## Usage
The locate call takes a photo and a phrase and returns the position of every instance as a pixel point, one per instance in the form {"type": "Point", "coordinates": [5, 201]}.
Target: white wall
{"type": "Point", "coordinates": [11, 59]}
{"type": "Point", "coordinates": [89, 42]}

::::

DESCRIPTION OF THE TASK – Rewrite the whole listing, requests included, and shift every coordinate in the answer points up by 91. Leave the sample point in the usage description unchanged.

WRITTEN RESPONSE –
## Usage
The locate call takes a photo and a phrase and returns the position of every instance as a pixel point, one per instance in the form {"type": "Point", "coordinates": [5, 201]}.
Target: white wall
{"type": "Point", "coordinates": [102, 150]}
{"type": "Point", "coordinates": [180, 133]}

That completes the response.